*CONSIGNES:*
**1.** D’après l’extrait sur Béla Bartók, quel métier exerçait sa mère ?
**2.** Dans l’extrait sur Béla Bartók, renvoyez à l’identique le passage allant de « Il a 7 ans quand » jusqu’à « à la composition. ».

*EXTRAIT SOURCE:*
▼▼▼

Béla Bartók
Béla Bartók (Bartók Béla, selon l’usage en hongrois), né le 25 mars 1881 à Nagyszentmiklós en Autriche-Hongrie (aujourd’hui Sânnicolau Mare, soit en français Saint-Nicolas le Grand, en Roumanie), décédé le 26 septembre 1945 à New York, était un compositeur hongrois, pianiste et collectionneur de musique folklorique d’Europe de l’Est. Il fut l’un des fondateurs de l’ethnomusicologie.
Biographie :
Béla Viktor János Bartók est né dans le Banat austro-hongrois, région à la confluence des cultures (magyare, roumaine, slovaque) et foyer d’irrédentisme, d’hostilité aux Habsbourg, puis au régime Horthy.
Ses parents étaient assez cultivés. Sa mère, Paula Bartók, était institutrice et son père, dénommé Béla lui aussi, était directeur d’une école d’agriculture. Tous deux pratiquaient un peu la musique. Béla fut leur premier enfant, bientôt suivi d’une petite soeur, Erzsébet (Elza) en 1885. Le premier instrument du tout jeune Béla fut un tambour dont il se servait pour battre la mesure lorsque sa mère lui jouait du piano. Elle commence à lui enseigner ce dernier lorsqu’il atteint ses 5 ans.
Il a 7 ans quand son père meurt. Cela oblige sa mère à déménager et à donner des cours de piano, en plus de son métier, pour subvenir aux besoins de la petite famille. L’année suivante, ils partent s’installer à Nagyszollos (aujourd’hui Vynohradiv en Ukraine). Ils y sont rejoints par la tante maternelle Irma. C’est dans cette ville que Bartók s’essaiera dès l’âge de 9 ans à la composition.

▲▲▲

(Données extraites d’une collection)
▼▼▼

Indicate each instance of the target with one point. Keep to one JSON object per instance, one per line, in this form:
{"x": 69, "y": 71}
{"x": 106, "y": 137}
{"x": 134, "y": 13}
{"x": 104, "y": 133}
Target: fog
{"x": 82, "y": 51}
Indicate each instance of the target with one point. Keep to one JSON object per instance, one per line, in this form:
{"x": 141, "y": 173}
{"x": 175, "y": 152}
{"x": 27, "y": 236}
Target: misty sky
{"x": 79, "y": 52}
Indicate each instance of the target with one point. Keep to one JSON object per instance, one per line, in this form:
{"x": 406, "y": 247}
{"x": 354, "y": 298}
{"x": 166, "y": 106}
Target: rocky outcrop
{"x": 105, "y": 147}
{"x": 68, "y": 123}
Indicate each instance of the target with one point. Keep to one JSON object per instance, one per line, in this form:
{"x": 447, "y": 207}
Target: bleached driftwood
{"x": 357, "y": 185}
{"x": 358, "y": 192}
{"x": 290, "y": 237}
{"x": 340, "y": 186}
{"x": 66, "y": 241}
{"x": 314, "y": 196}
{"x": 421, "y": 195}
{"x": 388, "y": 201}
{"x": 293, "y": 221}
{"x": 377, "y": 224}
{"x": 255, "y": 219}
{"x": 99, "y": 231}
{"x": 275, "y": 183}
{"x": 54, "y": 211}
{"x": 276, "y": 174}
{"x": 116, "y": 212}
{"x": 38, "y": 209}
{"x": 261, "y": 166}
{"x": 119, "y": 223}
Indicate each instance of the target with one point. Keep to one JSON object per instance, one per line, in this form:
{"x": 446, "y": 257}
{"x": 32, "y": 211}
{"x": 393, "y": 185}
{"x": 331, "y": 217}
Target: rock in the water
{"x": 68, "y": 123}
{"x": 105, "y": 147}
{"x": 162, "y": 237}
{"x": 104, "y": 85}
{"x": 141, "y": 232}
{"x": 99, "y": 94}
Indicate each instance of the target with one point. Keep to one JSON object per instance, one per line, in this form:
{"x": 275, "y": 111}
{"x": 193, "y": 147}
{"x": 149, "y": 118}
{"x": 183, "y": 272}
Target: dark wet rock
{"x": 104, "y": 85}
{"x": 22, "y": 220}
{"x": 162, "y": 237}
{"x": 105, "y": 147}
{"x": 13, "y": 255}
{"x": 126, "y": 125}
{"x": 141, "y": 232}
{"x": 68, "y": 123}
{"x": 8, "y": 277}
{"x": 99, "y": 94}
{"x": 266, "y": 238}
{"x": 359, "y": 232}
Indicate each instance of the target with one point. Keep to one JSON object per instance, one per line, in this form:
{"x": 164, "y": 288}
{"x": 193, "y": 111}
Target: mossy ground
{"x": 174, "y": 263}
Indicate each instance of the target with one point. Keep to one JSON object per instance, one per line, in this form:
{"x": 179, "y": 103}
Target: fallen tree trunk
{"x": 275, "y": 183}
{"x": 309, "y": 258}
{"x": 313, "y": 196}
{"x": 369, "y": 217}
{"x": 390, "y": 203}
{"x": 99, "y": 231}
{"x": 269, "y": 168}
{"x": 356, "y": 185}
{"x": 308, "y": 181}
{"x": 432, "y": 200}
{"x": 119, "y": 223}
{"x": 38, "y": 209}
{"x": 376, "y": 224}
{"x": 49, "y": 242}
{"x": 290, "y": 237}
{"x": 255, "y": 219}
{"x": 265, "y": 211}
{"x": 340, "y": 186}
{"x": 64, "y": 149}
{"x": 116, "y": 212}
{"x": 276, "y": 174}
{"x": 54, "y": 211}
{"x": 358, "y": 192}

▲▲▲

*RÉPONSES:*
**1.** Elle était institutrice.

**2.**
Il a 7 ans quand son père meurt. Cela oblige sa mère à déménager et à donner des cours de piano, en plus de son métier, pour subvenir aux besoins de la petite famille. L’année suivante, ils partent s’installer à Nagyszollos (aujourd’hui Vynohradiv en Ukraine). Ils y sont rejoints par la tante maternelle Irma. C’est dans cette ville que Bartók s’essaiera dès l’âge de 9 ans à la composition.